Симона Берто
Эдит Пиаф
В память о тебе, моя Эдит, написала я эту книгу; здесь все честно, откровенно, здесь и смех твой и твои слезы.
Последние твои слова все еще звучат в моих ушах: «Не дури, Момона». С тех пор я жду, что ты снова поведешь меня за руку, но, Боже, как это ожидание затянулось!
Я выражаю благодарность Марселле Рутье, которая любезно согласилась оказать мне помощь.
«Жизнь её была так печальна, что рассказ о ней почти неправдоподобен — настолько он красив».
Часть первая
Глава первая. Из Бельвиля в Верней
У моей сестры Эдит и у меня общий отец — Луи Гассион. Он был неплохой малый и большой любитель женщин — и надо сказать, их было у него немало. Всех своих отпрысков отец признать не мог, да и его партнерши далеко не всегда могли с уверенностью сказать, кто отец ребенка. Своих он насчитывал около двух десятков, но поди знай!.. Все это происходило в среде, где ни перед тем как сделать ребенка, ни после люди не ставят в известность чиновников мэрии. У меня, например, был еще один отец, тот, кто значился в документах, — Жан-Батист Берто. Но он дал мне не жизнь, а только свое имя. У моей матери — она вышла замуж в пятнадцать, а в шестнадцать уже развелась — было еще три дочери от разных отцов.

ОПИСАНИЕ ЗАДАНИЯ =>
Пожалуйста, отредактируйте часть отрывка об Эдит Пиаф выше: перепишите всё от «Симона Берто» вниз до «это ожидание затянулось!», поставив «повесть» вместо «книгу».

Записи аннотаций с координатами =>
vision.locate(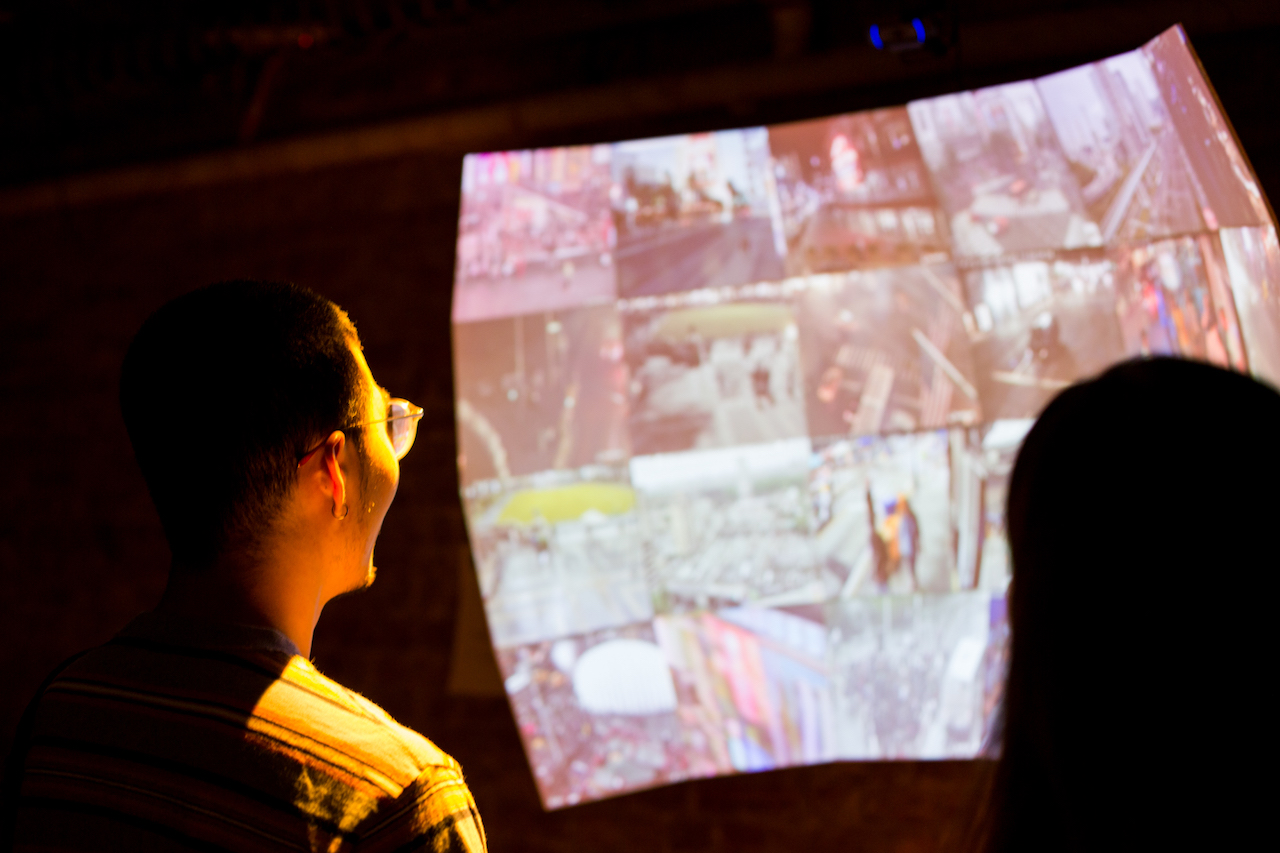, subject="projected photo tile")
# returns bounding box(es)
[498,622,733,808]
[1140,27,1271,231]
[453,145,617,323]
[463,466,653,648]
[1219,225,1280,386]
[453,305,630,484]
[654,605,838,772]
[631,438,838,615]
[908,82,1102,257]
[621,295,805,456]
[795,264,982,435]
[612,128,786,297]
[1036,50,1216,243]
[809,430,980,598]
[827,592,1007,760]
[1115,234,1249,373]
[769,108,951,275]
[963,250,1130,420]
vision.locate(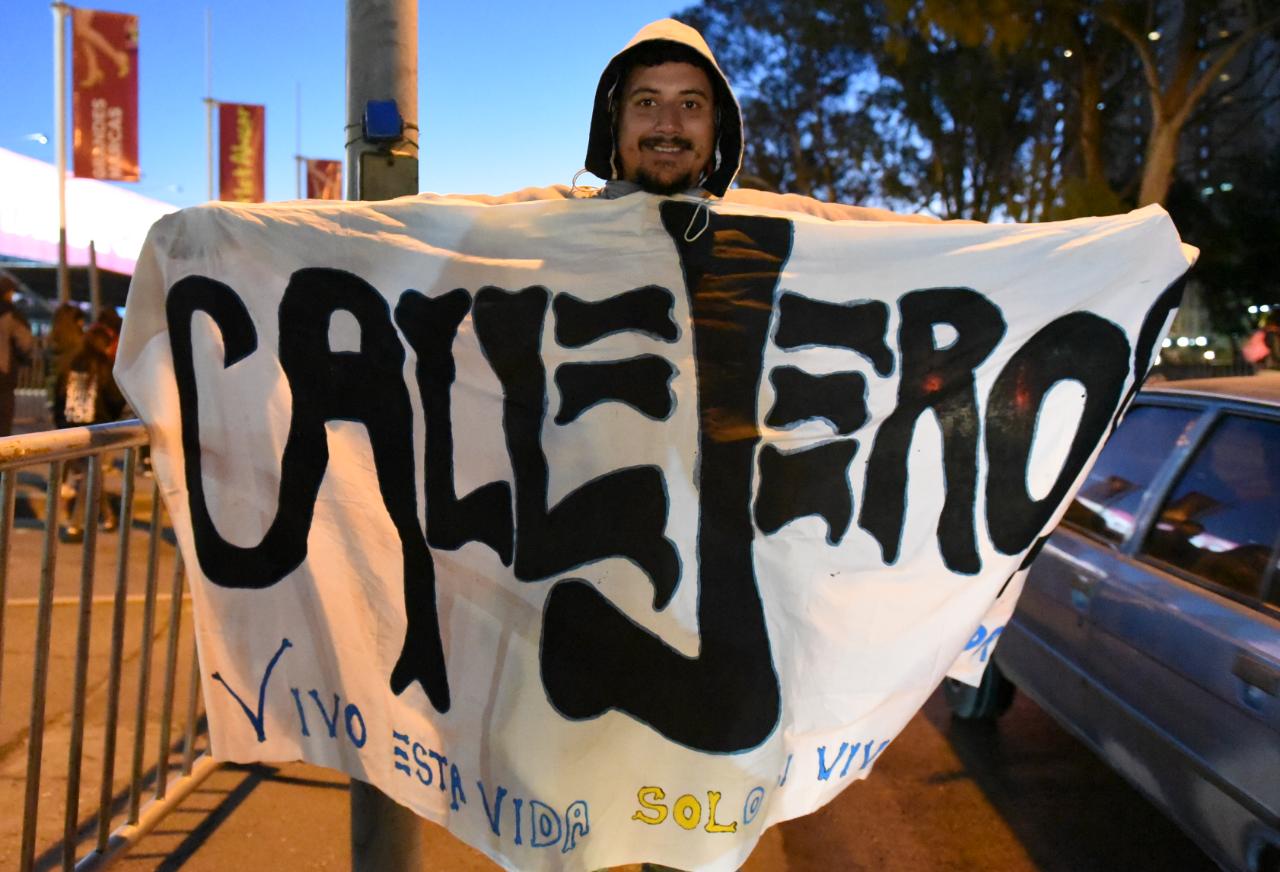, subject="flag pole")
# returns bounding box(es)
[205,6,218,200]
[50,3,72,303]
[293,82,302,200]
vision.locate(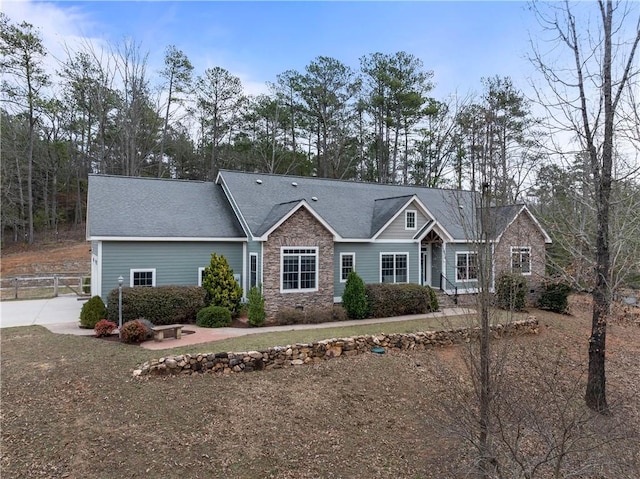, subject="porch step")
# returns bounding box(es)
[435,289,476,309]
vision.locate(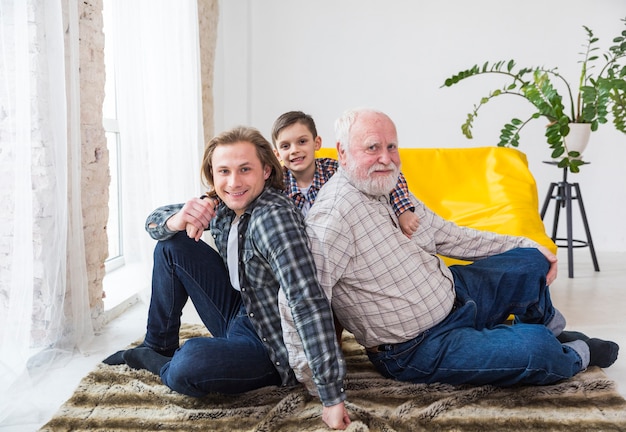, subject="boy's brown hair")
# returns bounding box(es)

ОТВЕТ =>
Симона Берто
Эдит Пиаф
В память о тебе, моя Эдит, написала я эту повесть; здесь все честно, откровенно, здесь и смех твой и твои слезы.
Последние твои слова все еще звучат в моих ушах: «Не дури, Момона». С тех пор я жду, что ты снова поведешь меня за руку, но, Боже, как это ожидание затянулось!